### The data
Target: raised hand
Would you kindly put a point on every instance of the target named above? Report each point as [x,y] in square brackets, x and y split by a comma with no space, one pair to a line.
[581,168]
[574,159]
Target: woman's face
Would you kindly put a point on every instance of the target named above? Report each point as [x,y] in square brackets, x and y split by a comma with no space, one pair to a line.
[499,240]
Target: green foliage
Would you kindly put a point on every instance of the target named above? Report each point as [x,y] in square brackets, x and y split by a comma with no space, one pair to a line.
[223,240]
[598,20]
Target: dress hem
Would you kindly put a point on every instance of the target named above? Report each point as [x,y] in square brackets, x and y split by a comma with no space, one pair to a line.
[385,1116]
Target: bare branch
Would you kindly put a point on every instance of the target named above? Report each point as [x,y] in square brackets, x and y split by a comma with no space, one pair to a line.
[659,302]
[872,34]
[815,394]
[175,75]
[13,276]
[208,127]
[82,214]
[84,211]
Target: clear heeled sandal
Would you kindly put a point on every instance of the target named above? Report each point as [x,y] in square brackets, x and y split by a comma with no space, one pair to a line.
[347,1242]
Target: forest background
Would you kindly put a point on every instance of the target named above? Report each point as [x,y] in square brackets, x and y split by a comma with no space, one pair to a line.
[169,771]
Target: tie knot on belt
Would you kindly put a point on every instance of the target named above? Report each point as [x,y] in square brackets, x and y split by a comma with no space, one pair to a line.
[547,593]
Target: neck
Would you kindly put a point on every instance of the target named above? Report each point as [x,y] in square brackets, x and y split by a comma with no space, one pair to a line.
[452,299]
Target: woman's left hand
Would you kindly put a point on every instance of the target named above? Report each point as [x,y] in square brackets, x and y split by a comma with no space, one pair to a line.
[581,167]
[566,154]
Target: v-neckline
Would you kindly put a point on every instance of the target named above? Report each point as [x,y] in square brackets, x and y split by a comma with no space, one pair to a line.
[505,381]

### Given task
Please duplicate, word for word, the lines of the material from the line containing "Target: v-neckline" through the end of the material.

### Output for this task
Target: v-neckline
Would you kindly put a point on every instance of the target named above? Report each point as [x,y] in square brackets, x and y split by a comma with no space, one pair to a line.
[505,381]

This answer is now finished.